[SUPPLIED RECORDS]:
----------
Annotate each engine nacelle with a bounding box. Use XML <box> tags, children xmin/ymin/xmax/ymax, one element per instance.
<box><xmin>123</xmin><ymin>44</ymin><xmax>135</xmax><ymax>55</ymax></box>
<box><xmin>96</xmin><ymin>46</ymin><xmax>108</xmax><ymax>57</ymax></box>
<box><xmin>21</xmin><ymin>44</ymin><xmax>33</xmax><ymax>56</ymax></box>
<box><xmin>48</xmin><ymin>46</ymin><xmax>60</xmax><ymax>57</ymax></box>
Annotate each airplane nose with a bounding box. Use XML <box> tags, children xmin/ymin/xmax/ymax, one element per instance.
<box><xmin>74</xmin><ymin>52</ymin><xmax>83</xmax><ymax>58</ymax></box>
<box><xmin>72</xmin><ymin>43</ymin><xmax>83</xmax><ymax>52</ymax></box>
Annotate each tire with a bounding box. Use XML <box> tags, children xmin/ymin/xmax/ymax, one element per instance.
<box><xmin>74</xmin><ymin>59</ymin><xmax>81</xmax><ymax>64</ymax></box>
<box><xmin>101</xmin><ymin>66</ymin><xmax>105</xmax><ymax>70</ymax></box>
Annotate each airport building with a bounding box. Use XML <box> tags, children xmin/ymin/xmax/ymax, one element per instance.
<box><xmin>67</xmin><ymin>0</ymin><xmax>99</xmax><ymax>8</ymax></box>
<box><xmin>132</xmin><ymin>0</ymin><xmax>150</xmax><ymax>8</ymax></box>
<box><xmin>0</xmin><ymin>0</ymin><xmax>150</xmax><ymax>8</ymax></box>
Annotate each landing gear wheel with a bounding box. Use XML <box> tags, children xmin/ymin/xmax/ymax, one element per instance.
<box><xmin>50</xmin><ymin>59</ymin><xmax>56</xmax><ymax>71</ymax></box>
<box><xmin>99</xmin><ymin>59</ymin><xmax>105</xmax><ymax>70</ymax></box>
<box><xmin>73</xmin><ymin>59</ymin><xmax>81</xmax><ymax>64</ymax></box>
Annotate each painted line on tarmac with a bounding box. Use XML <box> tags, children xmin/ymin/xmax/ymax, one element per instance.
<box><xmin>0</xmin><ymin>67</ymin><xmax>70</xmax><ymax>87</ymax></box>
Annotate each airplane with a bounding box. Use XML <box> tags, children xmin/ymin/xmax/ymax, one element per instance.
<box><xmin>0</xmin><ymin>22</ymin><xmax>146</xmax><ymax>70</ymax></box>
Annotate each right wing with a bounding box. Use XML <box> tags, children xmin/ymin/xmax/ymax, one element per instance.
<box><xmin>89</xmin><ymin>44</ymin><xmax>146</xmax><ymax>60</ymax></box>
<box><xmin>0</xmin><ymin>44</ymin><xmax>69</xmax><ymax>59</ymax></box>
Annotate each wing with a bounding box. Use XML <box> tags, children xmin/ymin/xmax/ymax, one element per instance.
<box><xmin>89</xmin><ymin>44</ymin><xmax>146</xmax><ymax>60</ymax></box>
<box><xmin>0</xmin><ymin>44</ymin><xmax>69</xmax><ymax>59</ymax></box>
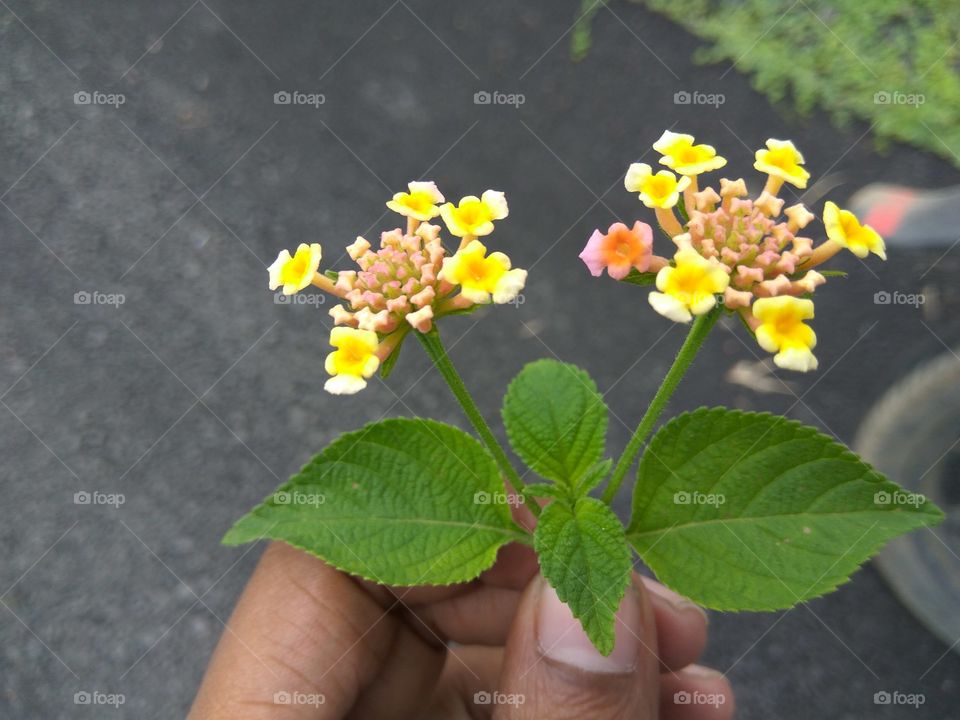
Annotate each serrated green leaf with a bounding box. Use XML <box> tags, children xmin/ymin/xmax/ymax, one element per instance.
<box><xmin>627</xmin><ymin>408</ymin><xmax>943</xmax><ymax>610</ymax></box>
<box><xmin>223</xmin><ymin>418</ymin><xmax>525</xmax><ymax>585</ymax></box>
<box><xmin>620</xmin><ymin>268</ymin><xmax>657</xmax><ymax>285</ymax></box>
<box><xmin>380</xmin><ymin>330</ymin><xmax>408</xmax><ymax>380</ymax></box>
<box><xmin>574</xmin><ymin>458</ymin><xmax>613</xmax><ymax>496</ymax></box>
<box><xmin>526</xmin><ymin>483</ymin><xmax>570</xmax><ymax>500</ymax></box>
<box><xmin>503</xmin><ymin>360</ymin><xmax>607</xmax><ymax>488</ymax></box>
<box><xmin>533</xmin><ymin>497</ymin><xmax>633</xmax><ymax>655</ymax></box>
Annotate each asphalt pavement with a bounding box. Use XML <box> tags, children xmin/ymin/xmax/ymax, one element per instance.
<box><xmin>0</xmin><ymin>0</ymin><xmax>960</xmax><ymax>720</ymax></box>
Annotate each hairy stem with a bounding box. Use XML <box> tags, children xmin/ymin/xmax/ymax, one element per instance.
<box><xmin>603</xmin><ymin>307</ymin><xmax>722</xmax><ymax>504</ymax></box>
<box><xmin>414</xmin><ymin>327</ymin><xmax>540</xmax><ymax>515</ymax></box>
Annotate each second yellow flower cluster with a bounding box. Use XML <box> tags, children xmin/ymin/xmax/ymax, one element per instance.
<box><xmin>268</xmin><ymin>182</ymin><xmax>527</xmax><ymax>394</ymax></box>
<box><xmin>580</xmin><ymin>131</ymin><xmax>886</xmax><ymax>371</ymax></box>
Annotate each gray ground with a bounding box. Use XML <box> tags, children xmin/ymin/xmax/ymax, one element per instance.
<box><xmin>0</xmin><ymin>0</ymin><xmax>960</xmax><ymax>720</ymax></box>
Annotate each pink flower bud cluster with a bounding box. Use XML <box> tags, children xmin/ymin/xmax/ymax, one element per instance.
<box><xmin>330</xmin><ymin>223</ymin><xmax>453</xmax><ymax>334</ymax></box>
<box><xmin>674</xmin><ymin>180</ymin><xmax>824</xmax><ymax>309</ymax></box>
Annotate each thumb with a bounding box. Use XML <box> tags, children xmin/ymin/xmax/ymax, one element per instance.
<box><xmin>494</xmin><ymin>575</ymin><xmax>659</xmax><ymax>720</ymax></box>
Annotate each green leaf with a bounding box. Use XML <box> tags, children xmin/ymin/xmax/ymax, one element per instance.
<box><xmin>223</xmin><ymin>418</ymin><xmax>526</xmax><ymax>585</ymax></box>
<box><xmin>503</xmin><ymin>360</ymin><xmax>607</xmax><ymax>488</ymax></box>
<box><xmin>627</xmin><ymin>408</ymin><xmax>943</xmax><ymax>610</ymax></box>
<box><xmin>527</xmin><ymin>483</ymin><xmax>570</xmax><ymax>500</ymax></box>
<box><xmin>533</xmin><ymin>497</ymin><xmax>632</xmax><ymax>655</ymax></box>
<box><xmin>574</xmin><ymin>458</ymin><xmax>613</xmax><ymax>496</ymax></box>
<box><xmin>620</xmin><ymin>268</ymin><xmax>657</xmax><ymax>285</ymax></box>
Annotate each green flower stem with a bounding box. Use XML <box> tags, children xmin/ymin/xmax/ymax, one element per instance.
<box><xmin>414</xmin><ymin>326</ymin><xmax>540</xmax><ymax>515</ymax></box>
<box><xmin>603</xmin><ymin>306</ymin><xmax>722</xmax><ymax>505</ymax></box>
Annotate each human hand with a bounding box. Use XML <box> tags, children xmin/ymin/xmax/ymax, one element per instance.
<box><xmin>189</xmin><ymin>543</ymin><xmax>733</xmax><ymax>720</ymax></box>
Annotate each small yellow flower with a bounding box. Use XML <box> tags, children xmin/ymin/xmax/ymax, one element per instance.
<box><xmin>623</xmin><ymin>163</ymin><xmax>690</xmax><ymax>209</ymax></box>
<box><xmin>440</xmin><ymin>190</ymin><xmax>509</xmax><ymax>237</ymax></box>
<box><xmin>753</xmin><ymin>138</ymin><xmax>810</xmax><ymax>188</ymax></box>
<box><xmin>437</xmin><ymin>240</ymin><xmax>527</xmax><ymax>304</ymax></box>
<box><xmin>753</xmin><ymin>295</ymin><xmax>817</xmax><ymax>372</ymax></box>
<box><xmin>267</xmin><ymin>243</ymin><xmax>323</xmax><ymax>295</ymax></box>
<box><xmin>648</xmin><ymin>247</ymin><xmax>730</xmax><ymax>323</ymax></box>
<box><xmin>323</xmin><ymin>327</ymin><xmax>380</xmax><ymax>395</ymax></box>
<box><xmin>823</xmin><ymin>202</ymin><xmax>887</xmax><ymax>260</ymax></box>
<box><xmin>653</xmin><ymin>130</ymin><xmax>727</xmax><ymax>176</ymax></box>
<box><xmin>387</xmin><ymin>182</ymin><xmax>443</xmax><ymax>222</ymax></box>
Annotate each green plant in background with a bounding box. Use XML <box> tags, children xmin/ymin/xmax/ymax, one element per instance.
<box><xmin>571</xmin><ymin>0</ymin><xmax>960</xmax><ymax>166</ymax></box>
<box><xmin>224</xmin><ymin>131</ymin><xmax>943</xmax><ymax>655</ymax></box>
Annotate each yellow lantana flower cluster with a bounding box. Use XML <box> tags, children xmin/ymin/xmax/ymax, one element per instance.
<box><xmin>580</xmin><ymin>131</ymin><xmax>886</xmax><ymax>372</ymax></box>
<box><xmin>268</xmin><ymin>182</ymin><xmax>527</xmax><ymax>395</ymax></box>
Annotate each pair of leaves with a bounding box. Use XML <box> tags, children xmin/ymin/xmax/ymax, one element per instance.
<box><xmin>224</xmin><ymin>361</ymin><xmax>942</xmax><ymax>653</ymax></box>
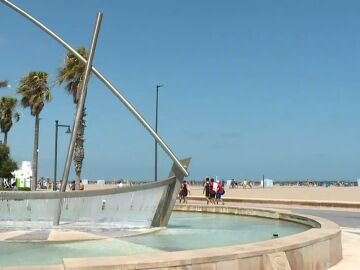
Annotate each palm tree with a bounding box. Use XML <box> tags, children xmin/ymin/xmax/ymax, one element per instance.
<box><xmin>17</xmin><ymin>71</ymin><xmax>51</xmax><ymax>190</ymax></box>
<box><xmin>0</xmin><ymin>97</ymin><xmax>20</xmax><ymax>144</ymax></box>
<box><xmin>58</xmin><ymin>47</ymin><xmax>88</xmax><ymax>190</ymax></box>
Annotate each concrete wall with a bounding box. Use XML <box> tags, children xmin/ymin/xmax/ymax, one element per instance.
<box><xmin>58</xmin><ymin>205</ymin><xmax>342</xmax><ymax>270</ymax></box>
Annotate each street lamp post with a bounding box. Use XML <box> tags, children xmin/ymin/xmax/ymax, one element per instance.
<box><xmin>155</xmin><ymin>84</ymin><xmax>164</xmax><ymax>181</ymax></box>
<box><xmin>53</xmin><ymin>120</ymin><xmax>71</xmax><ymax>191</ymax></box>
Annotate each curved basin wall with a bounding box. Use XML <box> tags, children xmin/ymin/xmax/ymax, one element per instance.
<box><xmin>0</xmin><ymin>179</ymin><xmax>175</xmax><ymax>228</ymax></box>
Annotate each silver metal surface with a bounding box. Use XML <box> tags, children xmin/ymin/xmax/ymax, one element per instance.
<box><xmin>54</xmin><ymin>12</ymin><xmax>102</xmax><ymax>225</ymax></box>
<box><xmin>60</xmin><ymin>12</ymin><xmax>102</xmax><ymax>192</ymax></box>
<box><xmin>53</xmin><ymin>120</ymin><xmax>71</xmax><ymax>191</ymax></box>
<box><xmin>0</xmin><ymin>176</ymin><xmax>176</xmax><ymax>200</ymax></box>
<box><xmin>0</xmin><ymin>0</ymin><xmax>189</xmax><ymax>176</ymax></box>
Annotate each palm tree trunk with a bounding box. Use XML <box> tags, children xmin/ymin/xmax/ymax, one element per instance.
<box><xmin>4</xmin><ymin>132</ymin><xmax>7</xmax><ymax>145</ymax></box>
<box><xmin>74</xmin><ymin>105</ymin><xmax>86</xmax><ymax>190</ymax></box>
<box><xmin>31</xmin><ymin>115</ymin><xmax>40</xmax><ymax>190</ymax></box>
----------
[WHAT YOU NEED TO DO]:
How many of the lines above contain the word "palm"? Reply with the number alone.

[RESULT FOR THIS EXERCISE]:
2